--- INPUT DATA Enclosed Below ---
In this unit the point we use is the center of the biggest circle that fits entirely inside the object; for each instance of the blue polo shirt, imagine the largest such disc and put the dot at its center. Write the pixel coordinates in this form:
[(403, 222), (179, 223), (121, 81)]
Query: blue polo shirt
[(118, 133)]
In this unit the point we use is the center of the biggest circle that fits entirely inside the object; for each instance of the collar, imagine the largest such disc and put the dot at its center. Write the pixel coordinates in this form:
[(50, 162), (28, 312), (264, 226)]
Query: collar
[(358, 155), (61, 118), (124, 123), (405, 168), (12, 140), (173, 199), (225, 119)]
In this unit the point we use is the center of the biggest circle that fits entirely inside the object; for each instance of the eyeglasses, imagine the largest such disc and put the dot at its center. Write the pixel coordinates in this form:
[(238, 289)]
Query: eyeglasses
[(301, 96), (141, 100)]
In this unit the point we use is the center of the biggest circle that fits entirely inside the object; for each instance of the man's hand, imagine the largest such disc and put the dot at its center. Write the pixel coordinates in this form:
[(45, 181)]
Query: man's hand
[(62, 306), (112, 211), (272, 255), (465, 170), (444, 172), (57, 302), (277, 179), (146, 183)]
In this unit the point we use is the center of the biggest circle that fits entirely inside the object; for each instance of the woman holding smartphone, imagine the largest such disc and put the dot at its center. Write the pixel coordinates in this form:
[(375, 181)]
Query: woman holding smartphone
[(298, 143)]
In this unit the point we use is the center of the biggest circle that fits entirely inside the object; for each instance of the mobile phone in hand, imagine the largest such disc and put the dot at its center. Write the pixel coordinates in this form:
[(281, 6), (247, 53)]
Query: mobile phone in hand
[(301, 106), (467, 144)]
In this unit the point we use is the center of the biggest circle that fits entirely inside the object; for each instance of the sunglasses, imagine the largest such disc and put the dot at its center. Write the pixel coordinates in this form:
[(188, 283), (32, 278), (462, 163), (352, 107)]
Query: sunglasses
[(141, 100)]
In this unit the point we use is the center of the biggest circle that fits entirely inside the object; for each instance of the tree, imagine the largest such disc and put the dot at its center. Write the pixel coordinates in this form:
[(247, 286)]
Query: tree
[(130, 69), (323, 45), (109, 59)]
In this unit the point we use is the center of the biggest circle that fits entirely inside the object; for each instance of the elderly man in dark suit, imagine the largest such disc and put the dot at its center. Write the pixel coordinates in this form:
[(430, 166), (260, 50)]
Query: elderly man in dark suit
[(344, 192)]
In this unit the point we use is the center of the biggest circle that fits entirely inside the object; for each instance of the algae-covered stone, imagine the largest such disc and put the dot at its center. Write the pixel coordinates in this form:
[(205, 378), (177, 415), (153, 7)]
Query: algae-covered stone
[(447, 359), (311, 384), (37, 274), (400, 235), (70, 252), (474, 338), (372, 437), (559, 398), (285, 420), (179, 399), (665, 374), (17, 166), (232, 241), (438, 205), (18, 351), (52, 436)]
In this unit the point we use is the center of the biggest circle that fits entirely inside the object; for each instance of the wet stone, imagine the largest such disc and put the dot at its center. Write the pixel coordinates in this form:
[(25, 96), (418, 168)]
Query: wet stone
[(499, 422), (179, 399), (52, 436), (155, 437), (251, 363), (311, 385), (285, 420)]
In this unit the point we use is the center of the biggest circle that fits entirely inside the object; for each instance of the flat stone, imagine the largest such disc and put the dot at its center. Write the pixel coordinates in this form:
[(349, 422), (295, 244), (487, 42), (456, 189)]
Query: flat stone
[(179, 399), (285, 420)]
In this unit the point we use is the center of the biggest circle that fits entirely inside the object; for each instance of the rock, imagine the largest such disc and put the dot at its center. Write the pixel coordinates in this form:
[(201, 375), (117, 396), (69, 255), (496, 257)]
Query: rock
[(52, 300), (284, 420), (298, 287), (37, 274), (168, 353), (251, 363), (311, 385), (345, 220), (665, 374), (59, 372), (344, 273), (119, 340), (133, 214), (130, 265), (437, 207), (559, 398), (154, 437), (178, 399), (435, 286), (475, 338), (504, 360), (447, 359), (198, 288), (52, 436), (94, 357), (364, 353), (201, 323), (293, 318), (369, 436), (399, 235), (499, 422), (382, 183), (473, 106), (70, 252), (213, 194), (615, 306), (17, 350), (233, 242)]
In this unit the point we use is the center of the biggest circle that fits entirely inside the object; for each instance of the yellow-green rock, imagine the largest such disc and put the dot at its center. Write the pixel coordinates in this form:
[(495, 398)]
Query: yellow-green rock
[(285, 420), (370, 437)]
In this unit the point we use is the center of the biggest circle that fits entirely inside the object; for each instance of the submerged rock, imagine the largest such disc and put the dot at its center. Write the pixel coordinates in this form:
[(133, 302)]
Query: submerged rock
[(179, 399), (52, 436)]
--- End of Enclosed INPUT DATA ---
■ YOUR TASK: Please write out every record shown above exactly as it reads.

■ RESPONSE AREA:
In this unit the point we use is the center of the biggest circle that fits entirely inside the object; for each instance of the blue polo shirt, imagine the largest such disc and put the dot at its center. Write the pixel coordinates in this form:
[(403, 222), (179, 223), (121, 81)]
Query: blue polo shirt
[(118, 133)]
In this unit the point we use is the center of the biggest circle that fits entirely inside the object; for each instance of the collar, imagine the largest such disc and put the dot at its center. Write the pixel coordinates in this form:
[(50, 162), (28, 312), (264, 226)]
Query: collar
[(358, 155), (61, 118), (124, 123), (405, 168), (12, 140), (173, 199), (225, 119)]
In this unit the point we use is the center of the biggest circle that fits entirely inside the object; for each instance of the eyeglasses, imagine the largest such disc and put the dot at its center. Write the pixel coordinates in this form:
[(238, 289)]
Query: eyeglasses
[(301, 96), (141, 100)]
In this unit the point we use is the center of the biggest circle that fits entirely inside the object; for each instance of the man's hand, imagine the largest such disc and put the dot at its center. Write the pixel coordinates in this form:
[(45, 181)]
Query: man's hand
[(62, 306), (112, 211), (272, 255), (465, 170), (444, 172), (57, 302), (277, 179), (146, 183)]
In this unit the point we use is the center of the biggest circle that fits entirely inside the object; for each instance of the woman holding smartphone, imagine the largest such disc and put the dot at its center. Write the pixel coordinates in this form:
[(375, 181)]
Query: woman holding smartphone
[(298, 143)]
In this unit the point we use is the center of the biggest circle that fits entirely inside the object; for each instance of the mobile phone in hand, imagine the largest such disc and put the dot at its center. Write the pixel coordinates in this form:
[(281, 6), (247, 53)]
Query: mobile phone in hand
[(301, 106), (467, 144)]
In this unit the point we use is the center of the biggest circle that fits entirely inside the object; for each instance of the sunglasses, imagine the largest such disc and put the dot at its center. Write the pixel coordinates in this form:
[(188, 283), (32, 278), (462, 163), (352, 107)]
Query: sunglasses
[(141, 100)]
In this unit the point we use is the center of the biggest circle that fits entirely inside the object; for each instance of the tree, imagine the largest such disc and put the dot at its center. Write the pixel coordinates in this form:
[(247, 286)]
Query: tree
[(130, 69), (323, 45), (109, 59)]
In this unit the point we use is the center of the biggest circle that fits entirely inside the object; for each instance of the elderly man in dark suit, imagine the largest such disc and put the dot at its center. Write the pixel coordinates in this form:
[(430, 166), (260, 50)]
Query: elderly man in dark suit
[(344, 192)]
In this unit the point we use is the center of the biggest circle that fits entirely inside the object; for each instance of the algae-covered stone, imagine the largest such disc and put the dot at its center. Write the pixel coordinates in this form:
[(205, 378), (177, 415), (153, 7)]
Query: algae-covered stone
[(447, 359), (311, 384), (37, 274), (400, 235), (70, 252), (474, 338), (372, 437), (559, 398), (285, 420), (179, 399), (665, 374), (17, 166), (232, 241), (438, 205), (18, 351), (52, 436)]
In this unit the point we use is the center of the biggest circle that fits entirely inside the object; for each instance of the wet stone, imagine the largest such disc and put the dot at its center. Write the pixel coordinates in this form:
[(25, 96), (418, 168)]
Query: wet stone
[(499, 422), (179, 399), (52, 436), (155, 437), (251, 363), (311, 385), (285, 420)]
In this unit the point we use is the center of the biggest circle that fits entirely inside the object; for each instance of the flat stone, imagine the largest such disc and put the dot at its center. Write the pixel coordinates in this form:
[(349, 422), (295, 244), (487, 42), (456, 189)]
Query: flat stone
[(179, 399), (285, 420)]
In this unit the point we use is the center of the biggest circle that fits entirely inside the object; for each instance of the rock, imagine the largest such disc and put the dot at its center. Write the pixel coordinates in this form:
[(201, 375), (117, 396), (69, 255), (496, 257)]
Query: rock
[(52, 300), (284, 420), (298, 287), (37, 274), (168, 353), (251, 363), (311, 385), (345, 220), (665, 374), (59, 372), (344, 273), (119, 340), (133, 214), (130, 265), (437, 207), (559, 398), (154, 437), (178, 399), (435, 286), (475, 338), (504, 360), (447, 359), (198, 288), (52, 436), (94, 357), (364, 353), (201, 323), (293, 318), (369, 436), (399, 235), (499, 422), (382, 183), (473, 106), (70, 252), (213, 194), (615, 306), (17, 350), (233, 242)]
In this unit the point we use is the center of the biggest circle that fits entirely inside the object; for each instance of the yellow-green rock, imagine the largest such disc and put the dot at its center. Write the pixel coordinates in this form:
[(495, 398)]
Query: yellow-green rock
[(285, 420), (370, 437)]
In this unit the point we use is the center of the biggest circle that fits entirely inside the object; for each instance of the submerged rock, imagine the largest such disc and put the dot at its center. Write the pixel coordinates in this form:
[(133, 302)]
Query: submerged rock
[(179, 399), (52, 436)]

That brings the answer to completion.